▸ What to do:
- A) Copy the part of the blog entry starting at "Five years ago" and ending at "for the camera.".
- B) Summarize the blog entry in two sentences.
- C) Continue the blog entry about birds, bass playing and drywall from where it stops.

▸ Source extract:
..........

Sunday, May 28, 2017

May 28, 2017

Yesteryear
One year ago today: May 28, 2016, a use for nanochips.
Five years ago today: May 28, 2012, the energizer bunny.
Nine years ago today: May 28, 2008, look again, it’s water.
Random years ago today: May 28, 2013, 3D printing on Mars?

           Ah, it’s nice to have a place sort of in the country. Then you can get up at 6:00AM on Sunday and play bass with the birdies. How can I tell when the birdies are happy? By how much the bird feeder tilts when they land on it. A well-fed bird is a happy bird. I missed some priceless video of the northern cardinals, that’s the bright red bird that lives here. They are not known for antics, they rather seriously go about their business. Yet they were playing on the yard perch I set up for the finches. It was
momentary, but they were running back and forth along the branches and rubbing beaks. They are not tame and fled when I slowly reached for the camera.
nbsp;          I was playing bass to analyze why everything went so well last Friday. I floored the place and naturally I’d like to see about recapturing that, but my conclusion is that it was the moment. The sound was great, but it was an $8,000 PA system. The bass was unfamiliar, but it was an expensive Takamine or whatever that brand is. The other guy also by coincidence chose songs I’ve written custom bass lines for. This morning I stepped through every setting on my equipment to no avail. Unless it was the acoustics over there, I give up. I’ve had great shows before, now if I could only do it on command.

           Minutes later, I’m drywalling and taping again. This tape makes it a breeze. And it gets easier once you realize new drywall will never fit perfectly over an old wall, and the tape makes sure there is no such thing as a mistake. I’m taking a breather to go get supplies in a bit, so here is a nice photo of my handiwork. I found why that one spot of the wall bulged outward. There was a block of wood forced into the window frame. I removed it, but I hate out-guessing the guy who put it there in the first place. There’s always a reason he took the trouble and removing it, well, that one’s going to come back on me.

..........

▸ Extracted entries:
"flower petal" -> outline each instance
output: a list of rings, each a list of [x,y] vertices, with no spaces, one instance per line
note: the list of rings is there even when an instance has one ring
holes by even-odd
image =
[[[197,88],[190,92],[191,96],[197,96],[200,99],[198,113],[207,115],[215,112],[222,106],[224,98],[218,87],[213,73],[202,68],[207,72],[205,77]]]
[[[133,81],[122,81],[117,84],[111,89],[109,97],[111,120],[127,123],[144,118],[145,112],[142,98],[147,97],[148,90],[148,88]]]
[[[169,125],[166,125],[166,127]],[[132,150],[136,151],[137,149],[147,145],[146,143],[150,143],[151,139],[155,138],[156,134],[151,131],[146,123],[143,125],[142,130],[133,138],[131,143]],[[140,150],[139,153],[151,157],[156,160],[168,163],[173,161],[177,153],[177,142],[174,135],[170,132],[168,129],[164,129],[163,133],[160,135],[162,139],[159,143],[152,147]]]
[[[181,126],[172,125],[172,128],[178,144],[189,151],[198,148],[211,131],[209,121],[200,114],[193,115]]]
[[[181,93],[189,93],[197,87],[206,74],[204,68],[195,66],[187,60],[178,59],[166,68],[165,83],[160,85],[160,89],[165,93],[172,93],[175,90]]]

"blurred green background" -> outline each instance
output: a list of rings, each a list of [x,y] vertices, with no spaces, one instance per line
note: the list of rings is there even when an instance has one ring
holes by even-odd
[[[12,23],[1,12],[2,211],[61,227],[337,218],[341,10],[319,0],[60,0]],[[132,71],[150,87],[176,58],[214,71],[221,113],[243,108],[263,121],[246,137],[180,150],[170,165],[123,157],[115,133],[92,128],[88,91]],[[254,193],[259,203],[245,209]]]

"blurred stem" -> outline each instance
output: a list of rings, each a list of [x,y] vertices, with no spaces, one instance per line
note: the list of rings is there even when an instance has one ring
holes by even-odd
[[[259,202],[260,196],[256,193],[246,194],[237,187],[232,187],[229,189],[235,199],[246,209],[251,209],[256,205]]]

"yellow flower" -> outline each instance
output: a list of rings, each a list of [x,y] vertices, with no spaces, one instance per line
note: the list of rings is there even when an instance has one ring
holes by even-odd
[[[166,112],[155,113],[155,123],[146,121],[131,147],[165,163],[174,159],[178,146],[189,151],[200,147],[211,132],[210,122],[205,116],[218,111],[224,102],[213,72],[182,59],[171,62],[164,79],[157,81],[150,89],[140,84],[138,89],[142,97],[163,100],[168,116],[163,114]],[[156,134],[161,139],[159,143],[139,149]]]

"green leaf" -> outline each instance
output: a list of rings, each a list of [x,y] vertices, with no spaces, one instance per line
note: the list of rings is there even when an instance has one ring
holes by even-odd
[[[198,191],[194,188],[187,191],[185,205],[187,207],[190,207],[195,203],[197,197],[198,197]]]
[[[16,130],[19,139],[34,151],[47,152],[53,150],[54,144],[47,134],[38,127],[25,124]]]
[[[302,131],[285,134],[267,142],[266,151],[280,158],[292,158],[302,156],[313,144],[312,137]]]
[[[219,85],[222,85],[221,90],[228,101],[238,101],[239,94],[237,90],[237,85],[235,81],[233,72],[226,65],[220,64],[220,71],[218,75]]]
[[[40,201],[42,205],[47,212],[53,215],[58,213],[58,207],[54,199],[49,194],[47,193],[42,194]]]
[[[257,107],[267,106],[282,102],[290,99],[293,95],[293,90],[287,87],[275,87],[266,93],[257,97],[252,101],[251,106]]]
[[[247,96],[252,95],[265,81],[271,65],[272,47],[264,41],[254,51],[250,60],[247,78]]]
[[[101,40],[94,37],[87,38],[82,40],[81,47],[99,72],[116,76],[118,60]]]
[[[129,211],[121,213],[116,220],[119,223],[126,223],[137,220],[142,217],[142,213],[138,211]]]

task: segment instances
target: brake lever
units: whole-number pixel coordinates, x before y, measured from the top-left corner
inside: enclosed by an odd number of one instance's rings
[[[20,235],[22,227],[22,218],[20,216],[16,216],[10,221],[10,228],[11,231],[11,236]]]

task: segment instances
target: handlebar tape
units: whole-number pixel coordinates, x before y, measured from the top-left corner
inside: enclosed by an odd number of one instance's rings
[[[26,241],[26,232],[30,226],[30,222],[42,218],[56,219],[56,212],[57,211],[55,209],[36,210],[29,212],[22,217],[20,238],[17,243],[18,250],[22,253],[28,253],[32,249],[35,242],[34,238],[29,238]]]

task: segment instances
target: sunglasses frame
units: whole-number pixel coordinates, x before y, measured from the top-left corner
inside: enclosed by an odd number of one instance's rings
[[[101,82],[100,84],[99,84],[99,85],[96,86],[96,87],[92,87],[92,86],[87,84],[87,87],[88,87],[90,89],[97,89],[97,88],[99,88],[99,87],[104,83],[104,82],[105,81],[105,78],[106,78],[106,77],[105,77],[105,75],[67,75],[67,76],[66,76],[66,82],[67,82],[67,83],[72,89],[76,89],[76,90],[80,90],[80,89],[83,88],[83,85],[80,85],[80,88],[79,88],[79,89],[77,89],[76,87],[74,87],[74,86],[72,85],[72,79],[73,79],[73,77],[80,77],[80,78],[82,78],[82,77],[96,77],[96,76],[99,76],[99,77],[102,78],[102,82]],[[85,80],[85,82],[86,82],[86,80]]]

..........

▸ Replies:
- A)
Five years ago today: May 28, 2012, the energizer bunny.
Nine years ago today: May 28, 2008, look again, it’s water.
Random years ago today: May 28, 2013, 3D printing on Mars?

           Ah, it’s nice to have a place sort of in the country. Then you can get up at 6:00AM on Sunday and play bass with the birdies. How can I tell when the birdies are happy? By how much the bird feeder tilts when they land on it. A well-fed bird is a happy bird. I missed some priceless video of the northern cardinals, that’s the bright red bird that lives here. They are not known for antics, they rather seriously go about their business. Yet they were playing on the yard perch I set up for the finches. It was
momentary, but they were running back and forth along the branches and rubbing beaks. They are not tame and fled when I slowly reached for the camera.

- B) The writer played bass early on a Sunday while watching birds at the feeder, including northern cardinals playing on a perch, and tried without success to work out why last Friday's show went so well. Afterward the writer went back to drywalling and taping and found that a bulge in the wall came from a block of wood forced into the window frame, which the writer then removed.

- C)
           Drywalling, in the final call, is not for me. Let somebody else go at it. No challenge, just gronk square footage “wrastlin” with it. The redeeming quality is that the room is done for less than $200 including the paint. As far as trades go, even calling it a trade is pushing matters a bit. I’m opting for those metal reinforced corners, I’ll pay for them now and have Agt. R deliver them later. And don’t let me forget the tombstones. I’m running the first batch of rocks, the “railroad rocks”, through the polisher a second week.

           Here’s a bit later in the day, the mud is drying before I go over it and feather the edges. Make it duly noted that although I need practice, this feathering came pretty natural to me. The onlookers said I must have done it before. Nope, the once before I drywalled was pretty long ago and I didn’t know about going over the mud a second time with a big trowel. I had put just one coat and sanded it smooth as I could. You can see from the mud pattern where the old window used to be. And, you can tell by the new photos that I broke down and bought a new camera. It’s a Vivitar clone with all the Vivitar shortcomings.

Picture of the day.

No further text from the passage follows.